DATA below:
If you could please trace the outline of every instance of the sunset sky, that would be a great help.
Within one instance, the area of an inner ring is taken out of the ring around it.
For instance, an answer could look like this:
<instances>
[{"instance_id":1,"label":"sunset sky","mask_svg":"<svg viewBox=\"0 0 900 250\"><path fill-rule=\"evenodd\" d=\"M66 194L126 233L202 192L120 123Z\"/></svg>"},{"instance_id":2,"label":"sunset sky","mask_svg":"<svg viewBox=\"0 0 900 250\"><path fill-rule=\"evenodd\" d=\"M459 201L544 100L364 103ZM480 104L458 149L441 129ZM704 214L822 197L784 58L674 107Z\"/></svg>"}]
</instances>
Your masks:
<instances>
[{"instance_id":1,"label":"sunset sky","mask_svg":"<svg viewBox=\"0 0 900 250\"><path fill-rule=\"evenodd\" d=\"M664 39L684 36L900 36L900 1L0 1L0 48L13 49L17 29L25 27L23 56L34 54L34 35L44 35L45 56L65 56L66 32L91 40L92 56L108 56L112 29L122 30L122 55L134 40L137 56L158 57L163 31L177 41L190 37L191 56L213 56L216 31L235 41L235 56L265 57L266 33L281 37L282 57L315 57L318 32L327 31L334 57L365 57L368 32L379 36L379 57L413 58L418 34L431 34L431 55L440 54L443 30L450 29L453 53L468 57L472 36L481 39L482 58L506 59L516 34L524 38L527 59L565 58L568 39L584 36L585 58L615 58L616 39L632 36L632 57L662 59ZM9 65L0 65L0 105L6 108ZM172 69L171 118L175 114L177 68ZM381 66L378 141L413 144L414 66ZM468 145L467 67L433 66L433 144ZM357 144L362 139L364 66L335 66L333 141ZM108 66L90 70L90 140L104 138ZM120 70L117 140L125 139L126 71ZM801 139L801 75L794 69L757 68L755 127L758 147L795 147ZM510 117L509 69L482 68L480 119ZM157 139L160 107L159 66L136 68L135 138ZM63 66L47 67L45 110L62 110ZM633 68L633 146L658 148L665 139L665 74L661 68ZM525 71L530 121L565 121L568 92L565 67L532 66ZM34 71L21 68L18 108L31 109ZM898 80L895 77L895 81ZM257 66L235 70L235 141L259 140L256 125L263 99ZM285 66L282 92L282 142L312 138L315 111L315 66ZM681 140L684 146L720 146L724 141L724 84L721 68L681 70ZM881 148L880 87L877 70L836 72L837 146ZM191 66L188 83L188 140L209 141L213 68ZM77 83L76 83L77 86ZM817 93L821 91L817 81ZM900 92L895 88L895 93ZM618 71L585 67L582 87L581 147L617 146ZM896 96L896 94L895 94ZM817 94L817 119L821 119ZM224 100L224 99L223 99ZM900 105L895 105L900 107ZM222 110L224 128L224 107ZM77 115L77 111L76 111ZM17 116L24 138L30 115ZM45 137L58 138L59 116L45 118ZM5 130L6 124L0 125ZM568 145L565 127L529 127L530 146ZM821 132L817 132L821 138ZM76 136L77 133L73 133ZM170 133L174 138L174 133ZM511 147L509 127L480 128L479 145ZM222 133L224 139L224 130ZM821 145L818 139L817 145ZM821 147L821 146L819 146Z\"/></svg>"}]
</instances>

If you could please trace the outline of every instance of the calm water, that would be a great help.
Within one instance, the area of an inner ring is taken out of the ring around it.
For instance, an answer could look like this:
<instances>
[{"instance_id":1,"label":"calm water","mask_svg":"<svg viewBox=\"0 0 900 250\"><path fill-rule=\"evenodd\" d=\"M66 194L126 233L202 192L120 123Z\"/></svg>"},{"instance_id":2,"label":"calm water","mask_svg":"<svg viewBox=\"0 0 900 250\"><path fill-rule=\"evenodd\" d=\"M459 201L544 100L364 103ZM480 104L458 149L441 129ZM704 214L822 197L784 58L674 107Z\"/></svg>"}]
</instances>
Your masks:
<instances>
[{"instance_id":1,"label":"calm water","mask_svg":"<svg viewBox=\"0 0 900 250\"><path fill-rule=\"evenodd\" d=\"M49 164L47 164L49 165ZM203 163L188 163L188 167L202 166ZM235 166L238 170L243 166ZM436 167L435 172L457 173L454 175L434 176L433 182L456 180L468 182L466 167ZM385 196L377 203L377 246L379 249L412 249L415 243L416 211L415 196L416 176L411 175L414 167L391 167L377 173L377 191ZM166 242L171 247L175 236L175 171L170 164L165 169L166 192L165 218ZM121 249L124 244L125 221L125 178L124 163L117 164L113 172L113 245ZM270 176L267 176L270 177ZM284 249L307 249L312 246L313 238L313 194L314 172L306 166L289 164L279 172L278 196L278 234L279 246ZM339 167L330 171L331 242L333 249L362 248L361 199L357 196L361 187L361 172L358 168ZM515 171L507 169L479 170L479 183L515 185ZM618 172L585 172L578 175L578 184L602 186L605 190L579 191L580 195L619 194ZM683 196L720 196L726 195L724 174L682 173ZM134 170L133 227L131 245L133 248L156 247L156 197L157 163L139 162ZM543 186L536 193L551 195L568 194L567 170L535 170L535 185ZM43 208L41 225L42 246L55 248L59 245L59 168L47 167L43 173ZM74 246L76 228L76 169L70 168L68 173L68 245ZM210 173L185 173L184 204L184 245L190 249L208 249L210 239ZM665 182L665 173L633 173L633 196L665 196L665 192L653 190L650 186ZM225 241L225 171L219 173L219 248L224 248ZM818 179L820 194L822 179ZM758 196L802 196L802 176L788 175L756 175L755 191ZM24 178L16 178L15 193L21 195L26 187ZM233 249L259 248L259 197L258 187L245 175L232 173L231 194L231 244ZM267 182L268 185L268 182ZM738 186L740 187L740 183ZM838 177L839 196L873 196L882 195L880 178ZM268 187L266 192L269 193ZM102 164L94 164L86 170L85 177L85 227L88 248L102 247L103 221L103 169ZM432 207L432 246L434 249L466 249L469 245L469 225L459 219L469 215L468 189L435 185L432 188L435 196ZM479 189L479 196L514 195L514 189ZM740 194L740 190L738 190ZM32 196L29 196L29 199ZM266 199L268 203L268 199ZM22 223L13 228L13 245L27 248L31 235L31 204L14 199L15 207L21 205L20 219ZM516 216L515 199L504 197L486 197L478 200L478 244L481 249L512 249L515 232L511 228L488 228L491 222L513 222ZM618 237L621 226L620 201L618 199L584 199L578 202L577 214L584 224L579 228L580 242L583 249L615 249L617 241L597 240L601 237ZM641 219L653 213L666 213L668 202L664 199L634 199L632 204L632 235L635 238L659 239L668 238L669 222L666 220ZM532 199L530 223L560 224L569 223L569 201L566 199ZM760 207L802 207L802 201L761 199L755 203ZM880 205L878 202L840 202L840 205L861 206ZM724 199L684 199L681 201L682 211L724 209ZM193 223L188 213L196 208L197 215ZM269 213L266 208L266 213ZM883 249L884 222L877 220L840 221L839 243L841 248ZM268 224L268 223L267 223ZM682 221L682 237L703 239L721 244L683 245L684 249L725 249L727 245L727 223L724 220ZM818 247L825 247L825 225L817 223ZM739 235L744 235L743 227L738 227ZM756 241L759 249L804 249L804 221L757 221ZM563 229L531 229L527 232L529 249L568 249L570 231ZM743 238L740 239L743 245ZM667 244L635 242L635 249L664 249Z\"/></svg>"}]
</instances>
End of DATA.
The reply must contain each line of the material, reproduced faithfully.

◆ **RESPONSE TO THIS TASK**:
If you could please trace the outline of every instance of the sunset sky, that would be a great help.
Within one instance, the area of an inner ring is taken out of the ring around it.
For instance, an answer could look like this:
<instances>
[{"instance_id":1,"label":"sunset sky","mask_svg":"<svg viewBox=\"0 0 900 250\"><path fill-rule=\"evenodd\" d=\"M66 194L126 233L202 192L120 123Z\"/></svg>"},{"instance_id":2,"label":"sunset sky","mask_svg":"<svg viewBox=\"0 0 900 250\"><path fill-rule=\"evenodd\" d=\"M459 201L544 100L364 103ZM480 104L458 149L441 129ZM704 214L822 197L784 58L674 107Z\"/></svg>"}]
</instances>
Your masks:
<instances>
[{"instance_id":1,"label":"sunset sky","mask_svg":"<svg viewBox=\"0 0 900 250\"><path fill-rule=\"evenodd\" d=\"M664 39L684 36L900 36L900 1L0 1L0 48L13 49L17 29L25 27L23 56L34 54L34 35L44 35L45 56L65 56L66 32L91 40L92 56L108 56L112 29L122 30L122 55L134 40L137 56L158 57L163 31L177 41L190 37L191 56L213 56L216 31L235 41L235 56L265 57L266 33L281 37L282 57L315 57L318 32L327 31L334 57L365 57L368 32L379 36L379 57L413 58L418 34L431 34L431 55L440 54L443 30L450 29L453 53L468 57L472 36L481 39L482 58L506 59L516 34L524 38L527 59L565 58L568 39L584 36L585 58L615 58L616 39L632 36L632 57L662 59ZM9 65L0 65L0 105L6 108ZM172 69L171 118L175 114L177 68ZM381 66L378 141L413 144L414 66ZM468 145L467 67L433 66L433 144ZM357 144L362 139L364 66L335 66L333 141ZM108 66L90 70L90 140L104 138ZM120 70L117 140L125 139L126 71ZM801 139L801 75L794 69L757 68L755 127L758 147L795 147ZM510 117L509 69L482 68L480 119ZM157 139L160 107L159 66L136 68L135 138ZM63 66L47 67L45 110L62 110ZM633 68L633 146L658 148L665 139L665 74L661 68ZM525 71L530 121L565 121L568 92L565 67L532 66ZM34 71L21 68L18 108L31 109ZM898 80L895 77L895 81ZM257 66L235 70L235 141L259 140L256 125L263 99ZM285 66L282 92L282 142L312 138L315 111L315 66ZM681 140L684 146L720 146L724 141L724 84L721 68L681 70ZM881 148L880 87L877 70L836 72L837 146ZM191 66L188 83L188 140L209 141L213 68ZM77 83L76 83L77 86ZM817 93L821 91L817 81ZM900 92L895 88L895 93ZM618 71L585 67L582 87L581 147L617 146ZM896 96L896 94L895 94ZM817 94L817 119L821 119ZM224 100L224 99L223 99ZM900 105L895 105L900 107ZM222 110L224 128L224 107ZM77 115L77 111L76 111ZM17 116L24 138L30 115ZM45 137L58 138L59 116L45 118ZM5 130L6 124L0 125ZM568 145L565 127L529 127L530 146ZM821 132L817 132L821 138ZM76 136L77 133L73 133ZM170 133L174 138L174 133ZM511 147L509 127L480 128L479 145ZM222 133L224 139L224 130ZM821 145L818 139L817 145ZM821 147L821 146L819 146Z\"/></svg>"}]
</instances>

If you could please trace the outline of every instance of the calm water, that would be a great help.
Within one instance, the area of an inner ring is taken out of the ring around it.
For instance, an answer could look like this:
<instances>
[{"instance_id":1,"label":"calm water","mask_svg":"<svg viewBox=\"0 0 900 250\"><path fill-rule=\"evenodd\" d=\"M66 194L126 233L202 192L120 123Z\"/></svg>"},{"instance_id":2,"label":"calm water","mask_svg":"<svg viewBox=\"0 0 900 250\"><path fill-rule=\"evenodd\" d=\"M459 201L544 100L364 103ZM480 104L458 149L441 129ZM704 214L822 197L784 58L674 107Z\"/></svg>"}]
</instances>
Your masks:
<instances>
[{"instance_id":1,"label":"calm water","mask_svg":"<svg viewBox=\"0 0 900 250\"><path fill-rule=\"evenodd\" d=\"M49 164L47 164L49 165ZM203 163L188 163L188 167L202 166ZM235 166L238 170L243 166ZM436 167L435 172L457 173L454 175L434 176L433 182L456 180L468 182L466 167ZM385 196L377 203L377 246L379 249L412 249L415 243L416 211L415 196L416 176L411 175L414 167L391 167L377 173L377 191ZM166 242L171 247L175 236L175 171L170 164L165 169L166 192L165 218ZM121 249L124 244L125 221L125 178L124 163L117 164L113 172L113 245ZM270 176L267 176L270 177ZM284 249L307 249L312 246L313 238L313 194L314 172L306 166L289 164L279 172L278 196L278 234L279 246ZM339 167L330 171L331 242L333 249L362 248L361 199L357 196L361 187L361 172L358 168ZM515 171L507 169L479 170L479 183L515 185ZM618 172L585 172L578 175L578 184L602 186L605 190L579 191L580 195L619 194ZM683 196L720 196L726 195L724 174L682 173ZM134 170L133 227L131 245L133 248L156 247L156 197L157 163L139 162ZM543 186L536 193L551 195L568 194L567 170L535 170L535 185ZM43 208L41 225L42 246L55 248L59 245L59 168L47 167L43 173ZM74 246L76 228L76 169L70 168L68 173L68 245ZM210 173L185 173L184 204L184 245L190 249L208 249L210 239ZM665 182L665 173L633 173L633 196L665 196L665 192L653 190L650 186ZM225 241L225 171L219 173L219 248L224 248ZM818 179L820 194L822 179ZM758 196L802 196L802 176L788 175L756 175L755 191ZM24 178L16 178L15 193L21 195L26 187ZM233 249L259 248L259 197L258 187L245 175L232 173L231 194L231 244ZM267 182L268 185L268 182ZM738 186L740 187L740 183ZM838 177L839 196L873 196L882 195L880 178ZM268 187L266 192L269 193ZM102 164L94 164L86 170L85 177L85 227L88 248L102 247L103 221L103 169ZM432 207L432 246L434 249L466 249L469 245L469 225L459 219L469 215L468 189L435 185L432 188L435 196ZM479 189L479 196L514 195L514 189ZM740 194L740 190L738 190ZM32 196L29 196L29 199ZM266 199L268 203L268 199ZM22 223L13 228L13 245L27 248L31 235L31 204L14 199L15 207L21 205L20 219ZM516 216L515 199L504 197L486 197L478 200L478 244L481 249L512 249L515 232L511 228L488 228L491 222L513 222ZM618 237L621 226L620 201L618 199L584 199L578 202L577 214L584 224L579 228L580 242L583 249L615 249L617 241L597 240L601 237ZM641 219L653 213L666 213L668 202L664 199L634 199L632 204L632 235L635 238L659 239L668 238L669 222L666 220ZM532 199L530 223L560 224L569 223L569 201L566 199ZM760 207L802 207L802 201L761 199L755 203ZM880 205L878 202L840 202L840 205L861 206ZM724 199L684 199L681 201L682 211L724 209ZM193 223L188 213L196 208L197 215ZM269 213L266 208L266 213ZM883 249L884 222L877 220L840 221L839 243L841 248ZM268 224L268 223L267 223ZM682 221L682 237L703 239L721 244L683 245L684 249L725 249L727 245L727 223L724 220ZM818 247L825 247L825 225L817 223ZM739 235L744 235L743 227L738 227ZM756 241L759 249L804 249L804 221L757 221ZM563 229L531 229L527 232L529 249L568 249L570 231ZM743 238L740 239L743 245ZM667 244L635 242L635 249L664 249Z\"/></svg>"}]
</instances>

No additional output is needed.